---- Source material
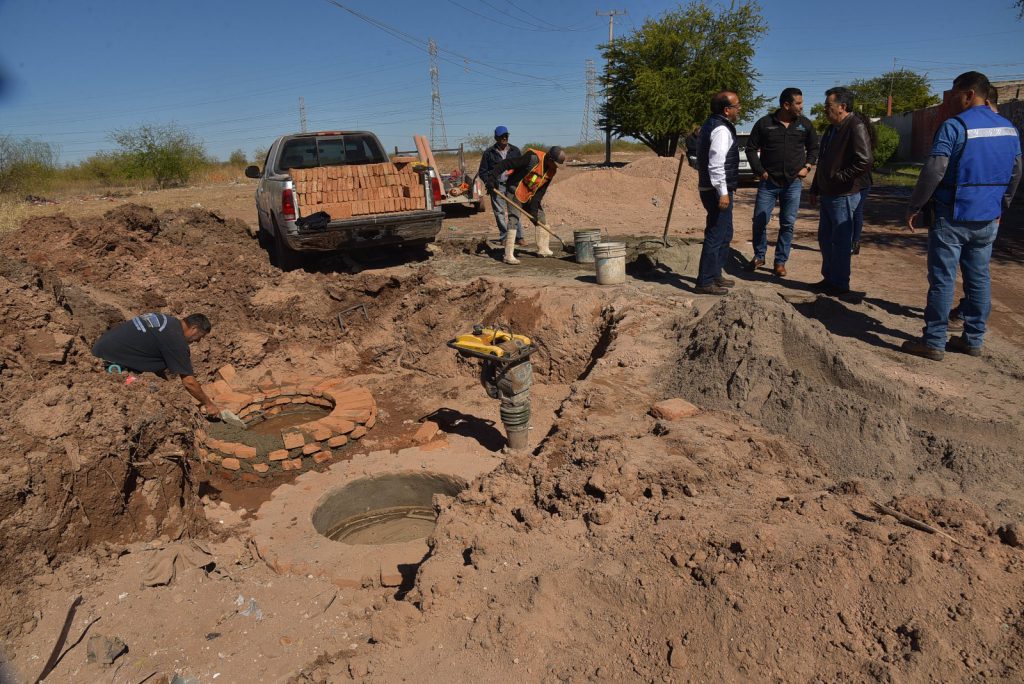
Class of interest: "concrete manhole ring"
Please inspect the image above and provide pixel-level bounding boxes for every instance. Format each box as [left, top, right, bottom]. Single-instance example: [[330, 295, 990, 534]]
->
[[250, 450, 500, 588], [196, 374, 377, 482]]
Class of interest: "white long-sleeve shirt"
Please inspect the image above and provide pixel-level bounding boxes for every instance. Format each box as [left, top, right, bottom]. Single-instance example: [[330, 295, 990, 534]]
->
[[697, 126, 736, 197]]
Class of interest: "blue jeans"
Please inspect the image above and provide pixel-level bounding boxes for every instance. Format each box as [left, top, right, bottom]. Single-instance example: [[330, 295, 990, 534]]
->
[[490, 183, 522, 240], [853, 187, 871, 243], [924, 216, 999, 349], [697, 189, 733, 288], [754, 178, 804, 264], [818, 193, 860, 290]]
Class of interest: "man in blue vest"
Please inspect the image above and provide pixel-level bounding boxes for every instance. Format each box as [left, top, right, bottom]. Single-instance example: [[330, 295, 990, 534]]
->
[[903, 72, 1021, 361], [695, 90, 739, 295]]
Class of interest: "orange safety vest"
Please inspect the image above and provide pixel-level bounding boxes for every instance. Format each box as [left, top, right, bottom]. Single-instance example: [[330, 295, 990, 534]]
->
[[515, 149, 557, 205]]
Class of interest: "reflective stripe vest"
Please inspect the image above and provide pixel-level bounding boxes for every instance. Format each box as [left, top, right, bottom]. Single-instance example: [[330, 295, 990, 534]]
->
[[697, 114, 739, 193], [943, 104, 1021, 221], [515, 148, 556, 205]]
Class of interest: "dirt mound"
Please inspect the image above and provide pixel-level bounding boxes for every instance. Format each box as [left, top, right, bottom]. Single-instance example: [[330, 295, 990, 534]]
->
[[545, 157, 705, 234], [667, 290, 1024, 511], [0, 255, 201, 639]]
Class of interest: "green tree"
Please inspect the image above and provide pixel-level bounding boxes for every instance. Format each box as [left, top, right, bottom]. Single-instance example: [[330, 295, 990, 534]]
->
[[811, 70, 937, 130], [0, 135, 56, 193], [599, 0, 768, 157], [111, 124, 209, 187]]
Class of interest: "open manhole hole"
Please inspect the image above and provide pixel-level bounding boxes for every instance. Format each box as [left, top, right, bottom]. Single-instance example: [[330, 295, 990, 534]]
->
[[312, 473, 466, 545]]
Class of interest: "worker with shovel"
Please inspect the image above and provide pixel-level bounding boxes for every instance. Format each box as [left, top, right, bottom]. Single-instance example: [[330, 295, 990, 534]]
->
[[92, 313, 221, 418], [483, 145, 565, 264]]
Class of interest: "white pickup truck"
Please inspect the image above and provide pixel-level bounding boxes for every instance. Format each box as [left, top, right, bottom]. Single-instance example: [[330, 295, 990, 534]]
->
[[246, 131, 443, 270]]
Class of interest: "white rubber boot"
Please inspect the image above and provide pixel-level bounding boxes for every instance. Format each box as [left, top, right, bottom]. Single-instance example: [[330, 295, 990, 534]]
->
[[502, 230, 519, 266], [537, 226, 554, 256]]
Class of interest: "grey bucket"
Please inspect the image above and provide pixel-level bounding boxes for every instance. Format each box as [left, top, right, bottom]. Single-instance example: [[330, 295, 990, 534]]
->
[[594, 243, 626, 285], [572, 228, 601, 263]]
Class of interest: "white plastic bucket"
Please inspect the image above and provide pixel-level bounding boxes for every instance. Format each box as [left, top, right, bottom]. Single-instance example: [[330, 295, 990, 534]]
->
[[594, 243, 626, 285], [572, 228, 601, 263]]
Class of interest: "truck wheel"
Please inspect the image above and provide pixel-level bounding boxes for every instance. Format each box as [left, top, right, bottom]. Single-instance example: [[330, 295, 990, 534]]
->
[[270, 223, 302, 271], [256, 211, 273, 252]]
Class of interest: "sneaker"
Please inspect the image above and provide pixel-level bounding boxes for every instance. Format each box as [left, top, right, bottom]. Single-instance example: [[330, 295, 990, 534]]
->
[[946, 335, 981, 356], [901, 340, 945, 361]]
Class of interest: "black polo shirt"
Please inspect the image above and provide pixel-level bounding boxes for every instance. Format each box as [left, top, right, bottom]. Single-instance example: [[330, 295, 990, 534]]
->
[[92, 313, 196, 376], [746, 111, 818, 185]]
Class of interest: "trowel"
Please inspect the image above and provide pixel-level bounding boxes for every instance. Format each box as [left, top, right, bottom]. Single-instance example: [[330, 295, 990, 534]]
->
[[220, 409, 249, 430]]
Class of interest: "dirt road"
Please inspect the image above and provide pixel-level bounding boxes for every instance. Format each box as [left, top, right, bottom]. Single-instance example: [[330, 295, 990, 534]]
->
[[0, 157, 1024, 682]]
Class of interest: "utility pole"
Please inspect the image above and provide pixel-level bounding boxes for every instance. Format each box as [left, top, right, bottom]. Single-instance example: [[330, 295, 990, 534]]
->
[[594, 9, 626, 166], [580, 59, 598, 144], [427, 38, 447, 149], [886, 57, 896, 117]]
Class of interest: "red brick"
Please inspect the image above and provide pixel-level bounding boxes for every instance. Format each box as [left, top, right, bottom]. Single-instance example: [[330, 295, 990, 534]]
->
[[413, 421, 440, 444], [231, 443, 256, 459], [318, 414, 355, 434], [650, 398, 700, 421]]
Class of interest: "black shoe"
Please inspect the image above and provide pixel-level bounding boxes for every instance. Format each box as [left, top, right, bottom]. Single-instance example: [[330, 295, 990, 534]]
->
[[946, 335, 981, 356], [901, 340, 944, 361]]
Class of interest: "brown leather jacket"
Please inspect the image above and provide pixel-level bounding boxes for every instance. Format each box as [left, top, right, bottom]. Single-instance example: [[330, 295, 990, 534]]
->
[[811, 114, 874, 195]]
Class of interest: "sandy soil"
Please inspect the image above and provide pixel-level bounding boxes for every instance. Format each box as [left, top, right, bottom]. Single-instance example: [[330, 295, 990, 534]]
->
[[0, 156, 1024, 682]]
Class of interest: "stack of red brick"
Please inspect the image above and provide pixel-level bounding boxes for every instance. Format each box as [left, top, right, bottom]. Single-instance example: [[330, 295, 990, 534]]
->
[[289, 162, 426, 219], [196, 367, 377, 482]]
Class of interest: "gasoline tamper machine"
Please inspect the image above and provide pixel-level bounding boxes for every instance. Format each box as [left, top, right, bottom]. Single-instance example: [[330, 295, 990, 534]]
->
[[447, 326, 537, 452]]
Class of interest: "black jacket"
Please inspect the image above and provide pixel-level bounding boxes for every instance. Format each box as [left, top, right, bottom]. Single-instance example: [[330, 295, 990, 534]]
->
[[746, 112, 818, 185], [811, 114, 874, 196], [483, 149, 551, 216], [476, 142, 522, 185]]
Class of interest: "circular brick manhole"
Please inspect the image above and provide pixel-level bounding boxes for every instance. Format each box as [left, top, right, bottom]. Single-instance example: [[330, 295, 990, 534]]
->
[[196, 369, 377, 482], [312, 473, 466, 545]]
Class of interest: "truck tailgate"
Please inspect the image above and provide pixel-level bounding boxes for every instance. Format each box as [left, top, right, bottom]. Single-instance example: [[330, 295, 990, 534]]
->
[[288, 209, 444, 252]]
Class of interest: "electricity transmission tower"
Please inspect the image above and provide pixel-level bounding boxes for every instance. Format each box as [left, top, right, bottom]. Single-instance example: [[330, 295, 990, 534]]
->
[[427, 38, 447, 149], [580, 59, 598, 144]]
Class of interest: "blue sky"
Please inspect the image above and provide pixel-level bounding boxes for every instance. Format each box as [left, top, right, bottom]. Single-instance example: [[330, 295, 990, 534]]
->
[[0, 0, 1024, 163]]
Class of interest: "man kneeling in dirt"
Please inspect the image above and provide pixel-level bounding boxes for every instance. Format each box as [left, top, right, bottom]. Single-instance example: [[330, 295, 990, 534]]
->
[[92, 313, 220, 418]]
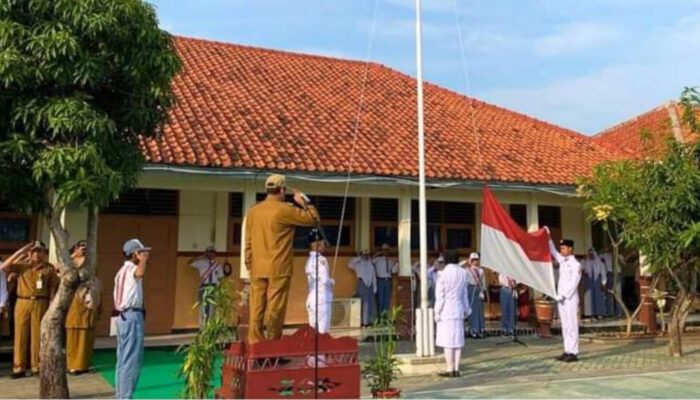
--------
* [What you are asked to do]: Show every line above that contains the string "dirt".

* [The solution]:
Class of interest: "dirt mound"
Class of interest: "dirt road"
Class of interest: "man kneeling in dirt"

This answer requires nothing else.